- [TASK DETAILS]
Please list the seven numbered headings in the letter of tactics below, in the order they appear.
------ EXTRACT TO READ
You could employ the following whilst on Oprah:
1. Victim Status
The 'Medical Establishment' (whatever the hell that is) is
suppressing this wonderful, natural treatment in cohorts with multi-
national drug companies, the Government, aliens, communists and JFK’s real
killer.
2. Religiosity
State that Paul Waddling Gait III conducted experiments in his
backyard in 1800 and any speculation since is clearly heresy. This therapy
utilises a 'life energy' (something you modern Doctors can't seem to
grasp) so it shouldn't be subject to evil modern experimentation. Besides,
it cured your hair dresser's cousin's flatmate's dog's former owner's
illness when the Doctors only gave her 3.2 seconds to live, so it must
work.
Mention that it's 'natural' again.
3. The Galileo Argument
Compare yourself to Galileo - since he was supposedly thought wrong
by his contemporaries claim that you must also therefore be right.
Ignore the fact that his ideas were tested and verified by his
scientific colleagues and that it was only the established religious
authorities that insisted on sticking to the existing psuedoscience.
4. Anti-Science
When confronted with inconvenient facts, simply reply:
'Scientists don't know everything!'
Diluting any active ingredient 30 million billion trillion times must
be a good idea for that reason alone.
5. Conspiracies
Claim that the Government is withholding the cure for cancer or any
other bold statement that implies that you are 'in the know'. Don't
suggest that the latest wonder herb is been grown in Area 51 though; you
can take a good thing too far.
6. Supply Pseudo-Proof
Refer to something published in the Lancet. People won't bother
reading the actual article to check if it really supports your argument.
It might, for example, have used only 12 non-randomly selected subjects,
no controls, no blinding of investigators and it may have reached no real
conclusion(4).
Regardless, use statements such as 'it proved conclusively' or say
the study 'rocked the scientific community' etc...
7. Use a Device
Anything with bright lights and dials that supposedly utilises some
poorly understood theory that was discovered by 'the ancients' will do.
Call it a psychophysicoquackometer that will analyse your 'life force',
cure cancer, realign your aura and make a lovely carrot cake all whilst
removing that nasty wart.
In summary, absence of evidence has not deterred many others from
making a mint. So make the most of it.
Sincerely(?),
Tony Floyd
References:
(1) Rudolph R. Why Evidence Based Medicine doesn't seem worth the
room it takes up. BMJ Responses. 2 September 2002
(2) Gibbs G, Harvey I, Sterling J, Stark R and Altman DG. Local
treatments for cutaneous warts: Systematic Review. Commentary: Systematic
reviewers face challenges from varied study designs. BMJ 2002; 325: 461
(3) Dobson R. Doctors fail to see the joke. News. BMJ 2002;325:561
(14 September)
------------
------ RECORD EXCERPTS
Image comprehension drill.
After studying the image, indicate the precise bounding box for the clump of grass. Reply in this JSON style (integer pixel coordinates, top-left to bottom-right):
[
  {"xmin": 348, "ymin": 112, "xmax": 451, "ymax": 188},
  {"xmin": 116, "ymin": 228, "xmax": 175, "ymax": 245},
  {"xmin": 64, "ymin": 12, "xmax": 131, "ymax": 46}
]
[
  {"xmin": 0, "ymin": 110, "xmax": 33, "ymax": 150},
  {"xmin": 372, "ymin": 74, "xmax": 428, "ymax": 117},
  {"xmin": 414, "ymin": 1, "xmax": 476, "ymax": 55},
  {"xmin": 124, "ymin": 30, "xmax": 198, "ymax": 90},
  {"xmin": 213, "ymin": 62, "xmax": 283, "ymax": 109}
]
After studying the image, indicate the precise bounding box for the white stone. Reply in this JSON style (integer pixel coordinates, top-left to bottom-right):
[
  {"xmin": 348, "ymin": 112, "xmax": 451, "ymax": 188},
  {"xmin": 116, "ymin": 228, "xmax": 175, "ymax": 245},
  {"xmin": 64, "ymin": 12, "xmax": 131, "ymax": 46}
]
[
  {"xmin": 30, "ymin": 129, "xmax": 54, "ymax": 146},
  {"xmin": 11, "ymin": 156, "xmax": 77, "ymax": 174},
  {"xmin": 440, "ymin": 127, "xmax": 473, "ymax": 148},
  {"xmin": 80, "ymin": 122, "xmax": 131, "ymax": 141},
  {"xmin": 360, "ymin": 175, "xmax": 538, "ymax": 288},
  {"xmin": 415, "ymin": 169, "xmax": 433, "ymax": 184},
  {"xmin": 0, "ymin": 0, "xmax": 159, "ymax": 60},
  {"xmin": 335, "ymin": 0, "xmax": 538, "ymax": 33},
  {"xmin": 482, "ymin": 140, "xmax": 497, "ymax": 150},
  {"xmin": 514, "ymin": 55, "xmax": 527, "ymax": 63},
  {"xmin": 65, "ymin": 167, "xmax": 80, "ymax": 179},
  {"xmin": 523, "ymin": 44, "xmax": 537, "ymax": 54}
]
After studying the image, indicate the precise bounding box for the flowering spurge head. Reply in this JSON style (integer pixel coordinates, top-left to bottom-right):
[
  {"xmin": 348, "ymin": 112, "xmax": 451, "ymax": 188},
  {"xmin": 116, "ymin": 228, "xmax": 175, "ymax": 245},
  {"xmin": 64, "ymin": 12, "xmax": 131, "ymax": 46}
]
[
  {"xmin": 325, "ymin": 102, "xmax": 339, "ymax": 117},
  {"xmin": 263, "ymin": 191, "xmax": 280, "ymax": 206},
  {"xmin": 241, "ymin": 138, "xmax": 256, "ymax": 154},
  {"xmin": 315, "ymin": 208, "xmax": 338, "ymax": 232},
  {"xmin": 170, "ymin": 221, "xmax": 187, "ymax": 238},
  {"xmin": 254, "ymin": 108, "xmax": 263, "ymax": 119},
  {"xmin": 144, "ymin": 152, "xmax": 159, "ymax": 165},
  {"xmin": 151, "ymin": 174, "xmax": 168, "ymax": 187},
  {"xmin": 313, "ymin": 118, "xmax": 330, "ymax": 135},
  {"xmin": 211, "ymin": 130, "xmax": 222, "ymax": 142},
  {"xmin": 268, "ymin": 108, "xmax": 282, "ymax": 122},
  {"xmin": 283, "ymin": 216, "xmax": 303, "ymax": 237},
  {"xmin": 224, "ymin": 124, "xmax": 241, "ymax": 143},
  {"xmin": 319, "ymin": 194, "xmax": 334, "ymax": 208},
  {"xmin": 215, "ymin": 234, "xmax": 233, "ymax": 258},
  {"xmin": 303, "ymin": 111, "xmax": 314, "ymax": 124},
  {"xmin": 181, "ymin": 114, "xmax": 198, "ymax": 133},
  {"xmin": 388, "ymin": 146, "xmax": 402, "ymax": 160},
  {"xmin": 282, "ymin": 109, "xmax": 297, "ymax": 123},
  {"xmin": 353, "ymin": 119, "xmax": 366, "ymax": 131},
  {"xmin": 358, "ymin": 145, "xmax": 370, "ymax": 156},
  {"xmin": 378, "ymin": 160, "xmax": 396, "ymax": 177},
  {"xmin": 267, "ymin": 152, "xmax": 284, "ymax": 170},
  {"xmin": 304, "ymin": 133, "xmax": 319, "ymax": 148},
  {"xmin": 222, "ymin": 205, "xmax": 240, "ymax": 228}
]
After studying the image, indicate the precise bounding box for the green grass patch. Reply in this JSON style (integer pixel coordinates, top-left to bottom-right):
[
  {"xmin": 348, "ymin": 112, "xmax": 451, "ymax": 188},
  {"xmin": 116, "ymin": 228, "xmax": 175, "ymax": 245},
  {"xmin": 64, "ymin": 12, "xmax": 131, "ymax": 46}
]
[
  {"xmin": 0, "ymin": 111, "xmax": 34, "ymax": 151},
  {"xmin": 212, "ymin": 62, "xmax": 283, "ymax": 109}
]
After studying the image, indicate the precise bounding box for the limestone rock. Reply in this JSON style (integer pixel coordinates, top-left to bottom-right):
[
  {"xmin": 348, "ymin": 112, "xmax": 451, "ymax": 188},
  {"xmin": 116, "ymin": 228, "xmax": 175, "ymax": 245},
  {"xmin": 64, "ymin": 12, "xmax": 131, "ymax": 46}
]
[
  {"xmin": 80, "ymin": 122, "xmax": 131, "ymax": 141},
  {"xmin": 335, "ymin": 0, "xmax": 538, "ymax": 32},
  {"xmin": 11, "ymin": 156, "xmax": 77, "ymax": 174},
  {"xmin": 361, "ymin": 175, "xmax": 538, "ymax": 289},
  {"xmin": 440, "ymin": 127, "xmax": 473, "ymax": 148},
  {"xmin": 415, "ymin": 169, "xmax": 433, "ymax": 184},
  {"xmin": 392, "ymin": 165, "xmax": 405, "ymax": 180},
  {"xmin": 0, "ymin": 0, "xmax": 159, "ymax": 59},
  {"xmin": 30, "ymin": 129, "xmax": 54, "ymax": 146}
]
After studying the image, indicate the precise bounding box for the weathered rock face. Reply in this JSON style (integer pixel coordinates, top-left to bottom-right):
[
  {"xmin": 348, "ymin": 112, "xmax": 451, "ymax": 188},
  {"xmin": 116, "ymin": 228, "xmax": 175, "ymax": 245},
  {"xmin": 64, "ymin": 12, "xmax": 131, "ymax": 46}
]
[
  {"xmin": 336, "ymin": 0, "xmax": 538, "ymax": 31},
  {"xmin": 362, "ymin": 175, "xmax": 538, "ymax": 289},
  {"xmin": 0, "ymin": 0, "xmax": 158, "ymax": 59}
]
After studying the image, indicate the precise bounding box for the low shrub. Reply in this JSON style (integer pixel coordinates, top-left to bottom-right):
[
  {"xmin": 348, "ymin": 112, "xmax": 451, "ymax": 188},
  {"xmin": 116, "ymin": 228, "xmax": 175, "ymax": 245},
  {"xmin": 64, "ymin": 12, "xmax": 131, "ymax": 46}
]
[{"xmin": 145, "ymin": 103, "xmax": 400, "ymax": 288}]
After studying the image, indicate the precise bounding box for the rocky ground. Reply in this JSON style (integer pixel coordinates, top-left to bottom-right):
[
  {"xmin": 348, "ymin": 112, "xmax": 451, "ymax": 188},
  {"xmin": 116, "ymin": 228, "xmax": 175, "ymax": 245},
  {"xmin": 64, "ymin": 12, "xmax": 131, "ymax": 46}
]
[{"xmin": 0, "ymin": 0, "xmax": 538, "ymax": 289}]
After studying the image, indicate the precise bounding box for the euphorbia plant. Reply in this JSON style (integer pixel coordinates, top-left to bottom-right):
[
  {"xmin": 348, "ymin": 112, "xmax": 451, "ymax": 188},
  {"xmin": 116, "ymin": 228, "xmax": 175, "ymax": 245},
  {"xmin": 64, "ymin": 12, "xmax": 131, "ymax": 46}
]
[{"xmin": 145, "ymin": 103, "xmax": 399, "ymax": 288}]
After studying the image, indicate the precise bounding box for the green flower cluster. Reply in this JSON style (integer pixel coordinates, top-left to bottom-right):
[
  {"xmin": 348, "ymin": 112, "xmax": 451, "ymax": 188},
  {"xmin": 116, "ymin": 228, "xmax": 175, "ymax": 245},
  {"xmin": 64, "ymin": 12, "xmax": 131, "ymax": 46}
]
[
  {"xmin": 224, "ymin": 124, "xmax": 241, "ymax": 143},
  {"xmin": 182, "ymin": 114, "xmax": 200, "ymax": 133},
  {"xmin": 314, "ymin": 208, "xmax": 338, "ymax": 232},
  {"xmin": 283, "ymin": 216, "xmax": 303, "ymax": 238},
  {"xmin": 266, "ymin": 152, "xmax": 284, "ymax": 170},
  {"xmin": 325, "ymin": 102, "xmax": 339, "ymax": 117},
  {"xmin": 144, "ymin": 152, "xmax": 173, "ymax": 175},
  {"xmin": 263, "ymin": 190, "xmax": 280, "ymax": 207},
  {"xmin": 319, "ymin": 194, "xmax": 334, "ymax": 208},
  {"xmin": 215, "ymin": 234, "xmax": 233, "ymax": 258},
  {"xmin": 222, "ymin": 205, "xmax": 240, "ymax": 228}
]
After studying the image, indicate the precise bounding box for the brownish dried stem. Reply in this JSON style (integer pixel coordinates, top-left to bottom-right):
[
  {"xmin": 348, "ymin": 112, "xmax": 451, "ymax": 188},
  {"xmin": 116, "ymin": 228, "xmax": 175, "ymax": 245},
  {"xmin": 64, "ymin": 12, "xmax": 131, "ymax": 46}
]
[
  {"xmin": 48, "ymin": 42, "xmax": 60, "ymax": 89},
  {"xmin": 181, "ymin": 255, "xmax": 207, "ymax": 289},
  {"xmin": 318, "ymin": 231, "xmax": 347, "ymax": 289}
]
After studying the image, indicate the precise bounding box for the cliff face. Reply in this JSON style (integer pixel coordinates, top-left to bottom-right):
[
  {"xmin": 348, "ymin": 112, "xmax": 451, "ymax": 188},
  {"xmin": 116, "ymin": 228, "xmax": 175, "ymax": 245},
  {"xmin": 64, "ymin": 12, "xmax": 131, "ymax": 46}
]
------------
- [EXERCISE RESULT]
1. Victim Status
2. Religiosity
3. The Galileo Argument
4. Anti-Science
5. Conspiracies
6. Supply Pseudo-Proof
7. Use a Device